● **Task objective**
Reproduce the records that follow in full, excluding any picture they contain.

● **Data for this task**

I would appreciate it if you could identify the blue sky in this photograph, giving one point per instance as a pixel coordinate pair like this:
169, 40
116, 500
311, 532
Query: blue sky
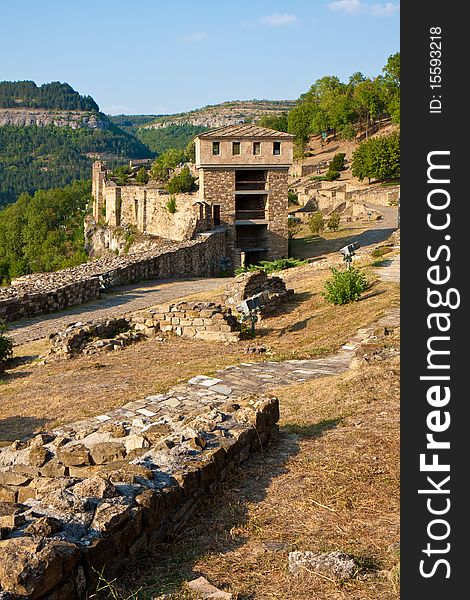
161, 56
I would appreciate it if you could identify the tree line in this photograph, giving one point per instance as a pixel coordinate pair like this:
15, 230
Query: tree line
44, 231
33, 157
344, 108
54, 95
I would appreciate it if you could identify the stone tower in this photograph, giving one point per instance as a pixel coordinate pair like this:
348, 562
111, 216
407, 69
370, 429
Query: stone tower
243, 173
97, 188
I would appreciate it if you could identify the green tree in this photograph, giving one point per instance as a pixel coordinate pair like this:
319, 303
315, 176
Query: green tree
316, 222
377, 158
142, 176
183, 182
333, 221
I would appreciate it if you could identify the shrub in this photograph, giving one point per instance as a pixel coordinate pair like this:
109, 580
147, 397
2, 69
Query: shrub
345, 286
316, 222
333, 221
332, 175
337, 162
6, 347
292, 197
171, 205
142, 176
183, 182
293, 228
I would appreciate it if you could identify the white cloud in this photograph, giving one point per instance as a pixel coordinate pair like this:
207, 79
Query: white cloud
355, 7
197, 36
277, 20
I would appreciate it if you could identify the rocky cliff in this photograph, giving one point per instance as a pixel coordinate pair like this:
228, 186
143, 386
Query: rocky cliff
228, 113
60, 118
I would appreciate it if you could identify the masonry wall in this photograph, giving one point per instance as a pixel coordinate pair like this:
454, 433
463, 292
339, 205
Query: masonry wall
218, 186
48, 292
277, 211
246, 157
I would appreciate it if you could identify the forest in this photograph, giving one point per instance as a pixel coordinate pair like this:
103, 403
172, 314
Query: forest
54, 95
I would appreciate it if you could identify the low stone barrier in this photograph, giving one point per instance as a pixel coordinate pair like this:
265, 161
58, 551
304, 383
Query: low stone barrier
200, 320
48, 292
90, 498
251, 283
89, 338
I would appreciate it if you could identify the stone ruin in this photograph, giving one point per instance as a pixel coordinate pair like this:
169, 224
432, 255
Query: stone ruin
91, 497
251, 283
199, 320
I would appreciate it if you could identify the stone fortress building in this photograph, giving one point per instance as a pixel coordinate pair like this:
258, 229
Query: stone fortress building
243, 179
243, 173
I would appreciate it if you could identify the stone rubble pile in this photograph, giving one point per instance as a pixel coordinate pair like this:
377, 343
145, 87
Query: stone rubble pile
251, 283
200, 320
93, 495
47, 292
80, 338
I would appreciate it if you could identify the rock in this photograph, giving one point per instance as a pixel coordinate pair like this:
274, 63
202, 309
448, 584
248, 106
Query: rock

● **Answer**
I would appreciate it if you could identify the blue sky in this photograph, giving one point per instance as a pixel coordinate pair like this:
169, 40
116, 500
311, 532
Query: blue sky
161, 56
I would appreciate it if you could identify the tree line in this photograph, giving one point per instance as a pixel coordinate pair like this:
15, 230
Query: tree line
44, 231
33, 157
344, 108
54, 95
I would appreciate it if you could identify the stone tower in this photograph, giving one point per instance as a pixel coordinate pair like this:
348, 562
111, 216
407, 69
370, 429
Query: stone tower
243, 173
97, 188
I would appreciate it if you could identify the green tree in this photograph, giving one point per instance as a pixel coordinate pair like this:
319, 303
315, 176
Query: green tree
316, 222
377, 158
142, 176
183, 182
333, 221
I would appreciate it if you could identify the shrub in this photograph, giving one point per instance as a pixel coordinate pair like this:
109, 580
147, 397
2, 69
Query: shrub
345, 286
316, 222
333, 221
332, 175
337, 162
6, 347
292, 197
171, 205
142, 176
183, 182
293, 228
I would appreciate it if you could identify the white cloud in this photograph, giving one point per instance as a pixel coordinate pair like this:
207, 79
Query: white cloud
355, 7
197, 36
277, 20
I would appreciate it if you could identify the rocky cliff in this photograph, giving one point per instance as a pixel coordinate pair like this:
228, 186
143, 386
Query: rocky cliff
228, 113
60, 118
I would appreciate it if you could identify the masonry wall in this photograph, giving one point per instance as a pixel coordinate pair like this:
454, 433
463, 292
339, 205
Query: masonry wall
218, 186
48, 292
277, 211
246, 157
I would appreciate it if you could identify the forest in this photograph, giving one point per instance as a pixel coordinate pair like this:
103, 403
172, 314
Query: forest
54, 95
I would appreciate it if you could identify the low stone barrier in this photograph, giving one point per instance as a pixel coordinate pair like this:
265, 161
58, 551
304, 383
Query: low stone barrier
200, 320
48, 292
90, 498
251, 283
89, 338
I would appreciate it if you could identify the stone ruin in this photograph, giving one point per instance as a pixel coordinate pair like this:
169, 224
432, 255
Query: stone ruin
91, 497
251, 283
199, 320
I would appreciate it if you could identify the stone fortress building in this photograph, giving one point per instance as a pixel coordinate pair like this:
258, 229
Query: stone fortress building
243, 179
243, 173
I would appreciate it if you could identify the stone rubble pile in this photograph, giving one point per instance as a pixel coordinate pair like this:
377, 343
145, 87
Query: stone rubble pile
251, 283
200, 320
93, 495
47, 292
80, 338
I would appreciate it if you could identify the rock in this photograph, giving one point per instance as a pixel coordinate pair like this:
274, 63
202, 309
448, 584
248, 106
Query: rock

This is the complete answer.